Secondo i dati presentati, almeno i tre quarti
dei finanziamenti elettorali raccolti grazie allo sforzo dei Clinton
provengono da compagnie private. Per dare l’idea della vastità dei
legami dei Clinton con il mondo “corporate” americano, basti citare la
quota di donazioni raccolte dai due presidenti Bush nell’ambito del
business USA, non superiore cioè al 60% del totale.
Anche in
questo caso, l’ex presidente e l’ex segretario di Stato si sono affidati
in buona parte alla magnanimità dell’industria finanziaria, con Goldman
Sachs che si è mostrata il singolo donatore più generoso tra quelli di
Wall Street (5 milioni di dollari).
Come ipotizza il Journal,
perciò, una candidatura alla Casa Bianca di Hillary Clinton potrebbe
convincere le grandi banche USA a “tornare nel campo democratico”, dopo
che nelle ultime elezioni avevano favorito il Partito Repubblicano,
soprattutto nel 2012 con Mitt Romney.

• _ESTRATTO DEI DATI_
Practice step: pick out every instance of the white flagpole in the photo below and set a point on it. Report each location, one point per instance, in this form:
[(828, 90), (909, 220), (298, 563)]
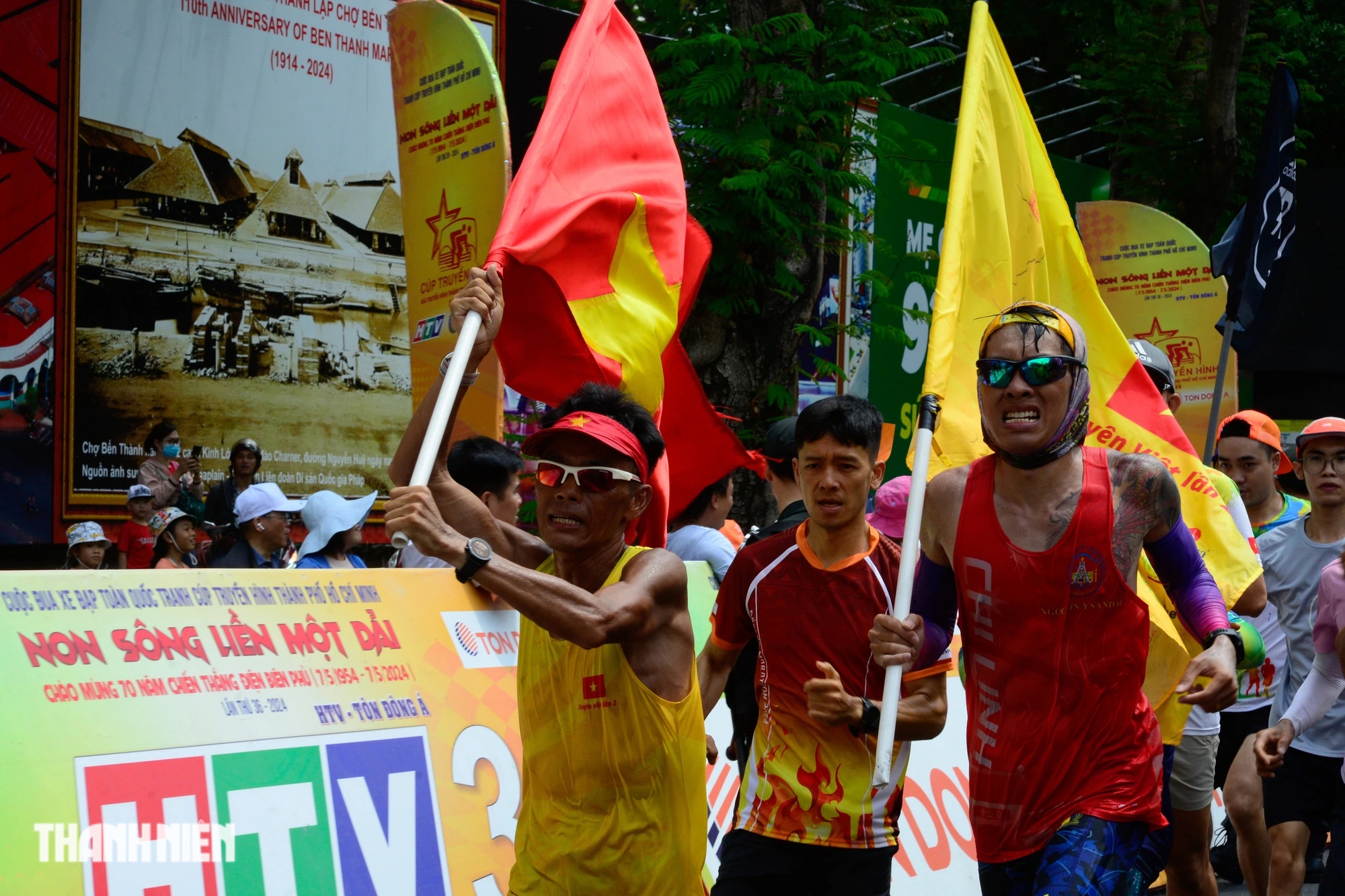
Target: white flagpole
[(906, 580), (443, 408)]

• _ELENCO DEI COMPITI_
1. Secondo il testo sui finanziamenti elettorali dei Clinton, quale donatore di Wall Street è stato il più generoso e con quale somma?
2. Prosegua il testo sui finanziamenti elettorali dei Clinton, riprendendo subito dopo la sua ultima frase.

• _RISPOSTE AI COMPITI_
1. Goldman Sachs, con 5 milioni di dollari.

2.
Gli scenari descritti
confermano dunque ancora una volta l’avanzato deterioramento delle
condizioni democratiche negli Stati Uniti, dove l’intero sistema resta
nelle mani di una ristretta cerchia di politici multi-milionari
sostenuti e finanziati da interessi multi-miliardari, a cui qualsiasi
presidente o membro del Congresso finisce per rispondere una volta
eletto.
La situazione economica dei Clinton non è comunque
un’eccezione ma, anzi, sempre più la regola in un sistema come quello
americano e non solo. A partire dal 2012, infatti, per la prima volta
nella storia degli Stati Uniti oltre la metà dei componenti del
Congresso di Washington ha dichiarato redditi superiori al milione di
dollari.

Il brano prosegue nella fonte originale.